Source extract
■ ■ ■
- Founded: 1983
- Dissolved: 1987
- Merged into: Liberal-Republican Union
- Headquarters: Santiago, Chile
- Ideology: Liberalism Classical liberalism
- Political position: Centre to centre-right
- National affiliation: Democratic Alliance

= Liberal Party (Chile, 1983) =

The Liberal Party (Partido Liberal, PL) or Liberal Movement (Movimiento Liberal, ML) was a Chilean classical liberal political party that existed between 1983 and 1987, with an opposition stance to the military dictatorship led by Augusto Pinochet.

Its origins date back to late 1983, when a group of former members of the old Liberal Party Youth decided to form the Liberal Movement, supporter of individual freedoms and the restoration of democracy by peaceful means. Among its members were Hernán Errazuriz Talavera, who would be ambassador to the United Kingdom during the government of Patricio Aylwin, medical director Arturo Brandt, Gastón Ureta, Gonzalo Gazmuri, Guillermo Toro and Claudio Cerda.

Eventually, it started taking a decidedly oppositional character to Pinochet's regime, which led them to join the Democratic Alliance in October 1984. Subsequently signed the National Agreement and constituted the ephemeral Democratic Federation (Federación Democrática) in 1985 with the National Party and the Republican Party. It made its first convention in October 1986.
■ ■ ■
Collection entries
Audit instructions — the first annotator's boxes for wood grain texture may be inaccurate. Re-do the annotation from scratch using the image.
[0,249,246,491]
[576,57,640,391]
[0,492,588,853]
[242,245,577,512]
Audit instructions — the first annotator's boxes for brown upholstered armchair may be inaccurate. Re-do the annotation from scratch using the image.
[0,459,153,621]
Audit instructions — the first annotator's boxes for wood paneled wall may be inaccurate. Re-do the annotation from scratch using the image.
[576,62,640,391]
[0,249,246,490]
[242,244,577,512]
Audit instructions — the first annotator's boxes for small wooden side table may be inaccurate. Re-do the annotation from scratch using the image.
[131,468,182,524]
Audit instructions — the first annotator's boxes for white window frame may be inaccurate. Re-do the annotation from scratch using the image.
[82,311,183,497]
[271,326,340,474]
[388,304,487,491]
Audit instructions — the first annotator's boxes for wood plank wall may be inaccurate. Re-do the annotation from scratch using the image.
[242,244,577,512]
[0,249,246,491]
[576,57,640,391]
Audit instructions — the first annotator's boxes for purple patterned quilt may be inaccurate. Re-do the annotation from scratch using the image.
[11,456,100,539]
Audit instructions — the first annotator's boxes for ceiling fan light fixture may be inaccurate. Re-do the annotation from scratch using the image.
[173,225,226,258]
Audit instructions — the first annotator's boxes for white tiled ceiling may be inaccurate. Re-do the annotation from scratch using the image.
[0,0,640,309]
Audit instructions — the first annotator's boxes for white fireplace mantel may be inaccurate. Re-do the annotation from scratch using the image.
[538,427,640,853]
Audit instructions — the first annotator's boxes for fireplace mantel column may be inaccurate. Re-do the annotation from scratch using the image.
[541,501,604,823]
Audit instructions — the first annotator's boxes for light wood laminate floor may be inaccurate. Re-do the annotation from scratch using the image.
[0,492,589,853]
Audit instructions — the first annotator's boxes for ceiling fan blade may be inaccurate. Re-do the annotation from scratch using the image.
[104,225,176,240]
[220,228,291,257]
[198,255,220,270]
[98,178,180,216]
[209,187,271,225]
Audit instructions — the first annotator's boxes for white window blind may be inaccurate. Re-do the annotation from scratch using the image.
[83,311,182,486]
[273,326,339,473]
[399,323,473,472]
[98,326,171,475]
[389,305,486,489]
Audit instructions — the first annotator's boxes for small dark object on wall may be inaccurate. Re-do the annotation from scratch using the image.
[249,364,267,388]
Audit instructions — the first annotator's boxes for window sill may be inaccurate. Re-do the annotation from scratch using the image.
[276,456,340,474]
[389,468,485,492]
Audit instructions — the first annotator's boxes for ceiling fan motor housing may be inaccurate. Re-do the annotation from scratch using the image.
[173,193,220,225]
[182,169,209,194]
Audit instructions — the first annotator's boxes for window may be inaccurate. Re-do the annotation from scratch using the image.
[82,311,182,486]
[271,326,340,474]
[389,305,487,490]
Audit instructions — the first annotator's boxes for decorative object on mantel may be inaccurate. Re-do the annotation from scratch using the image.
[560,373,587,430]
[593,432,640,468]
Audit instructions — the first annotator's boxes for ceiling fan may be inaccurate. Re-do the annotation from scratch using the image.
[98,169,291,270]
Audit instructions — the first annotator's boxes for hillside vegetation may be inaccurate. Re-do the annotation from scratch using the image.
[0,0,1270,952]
■ ■ ■
Work instruction A
List every person the article on the Chilean Liberal Party names as a member of the Liberal Movement.
Work instruction B
Answer these questions from the article on the Chilean Liberal Party:
(i) In what month and year did the party join the Democratic Alliance?
(ii) With which two parties did it constitute the Democratic Federation in 1985?
(iii) Into what party was it merged?
Work instruction C
Carry on the article about the Chilean Liberal Party from the point where it ends.

Answer A
Hernán Errazuriz Talavera
Arturo Brandt
Gastón Ureta
Gonzalo Gazmuri
Guillermo Toro
Claudio Cerda

Answer B
(i) October 1984
(ii) The National Party and the Republican Party
(iii) The Liberal-Republican Union

Answer C
The alignment of the liberals with the opposition led some critics party members decided to secede from the main Liberal Party. These factions, separated between 1985 and 1987, form the Reformist Liberal Party (Partido Liberal Reformista), the Unionist Liberal Party (Partido Liberal Gremialista) —both subsequently joined the National Party— and the Authentic Liberal Party (Partido Liberal Auténtico), which later evolve into the Liberal Democrat Party of Chile.

In December 1987, the Liberal Party decided to merge with the Republican Party to make way for the Liberal-Republican Union.